──────── Task material ────────

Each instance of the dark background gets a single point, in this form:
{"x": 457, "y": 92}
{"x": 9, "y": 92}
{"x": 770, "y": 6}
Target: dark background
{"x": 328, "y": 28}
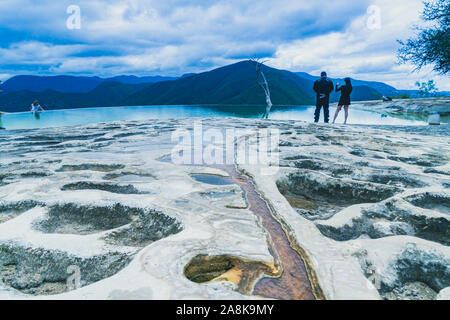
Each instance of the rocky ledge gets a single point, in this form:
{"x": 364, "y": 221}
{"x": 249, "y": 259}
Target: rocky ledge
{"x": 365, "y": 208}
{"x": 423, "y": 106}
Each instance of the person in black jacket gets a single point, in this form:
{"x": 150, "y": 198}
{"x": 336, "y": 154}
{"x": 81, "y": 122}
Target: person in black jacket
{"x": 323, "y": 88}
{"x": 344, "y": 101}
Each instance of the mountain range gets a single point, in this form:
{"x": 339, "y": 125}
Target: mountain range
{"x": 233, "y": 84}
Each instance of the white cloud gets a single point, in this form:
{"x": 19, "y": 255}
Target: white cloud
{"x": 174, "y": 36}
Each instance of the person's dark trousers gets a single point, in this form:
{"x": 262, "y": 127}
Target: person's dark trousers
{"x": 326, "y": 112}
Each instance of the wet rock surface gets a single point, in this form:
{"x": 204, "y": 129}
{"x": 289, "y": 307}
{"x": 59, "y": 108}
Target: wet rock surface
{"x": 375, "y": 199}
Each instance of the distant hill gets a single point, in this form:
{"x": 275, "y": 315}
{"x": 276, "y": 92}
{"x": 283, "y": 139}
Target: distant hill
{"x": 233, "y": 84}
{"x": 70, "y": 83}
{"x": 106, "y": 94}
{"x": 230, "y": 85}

────────

Task brief — Write the full listing out again with every line unchanged, but include no pictures.

Written answer —
Each instance of the dark background gets a single point, in this form:
{"x": 457, "y": 92}
{"x": 9, "y": 92}
{"x": 770, "y": 6}
Target: dark background
{"x": 328, "y": 28}
Each instance of the rocky ledge gets a single point, in this form:
{"x": 364, "y": 221}
{"x": 249, "y": 259}
Target: rocky ledge
{"x": 365, "y": 208}
{"x": 423, "y": 106}
Each instance of the person in black jacket gets a single point, in this form:
{"x": 150, "y": 198}
{"x": 336, "y": 154}
{"x": 81, "y": 122}
Target: person in black jacket
{"x": 323, "y": 88}
{"x": 344, "y": 101}
Each instance of the mountain range gets a single point, in this form:
{"x": 339, "y": 125}
Target: mountain range
{"x": 233, "y": 84}
Each instance of the white cloud gets a single point, in this form:
{"x": 19, "y": 255}
Target: white cloud
{"x": 174, "y": 36}
Each instance of the person's dark trousers gets a single point, in this form:
{"x": 262, "y": 127}
Target: person's dark trousers
{"x": 326, "y": 112}
Each instance of the wet rock surface gets a single point, in this form:
{"x": 204, "y": 129}
{"x": 289, "y": 307}
{"x": 59, "y": 108}
Target: wet rock surface
{"x": 375, "y": 199}
Each instance of the distant hill gets a single point, in this form:
{"x": 275, "y": 315}
{"x": 276, "y": 92}
{"x": 283, "y": 139}
Target: distant hill
{"x": 233, "y": 84}
{"x": 70, "y": 83}
{"x": 106, "y": 94}
{"x": 230, "y": 85}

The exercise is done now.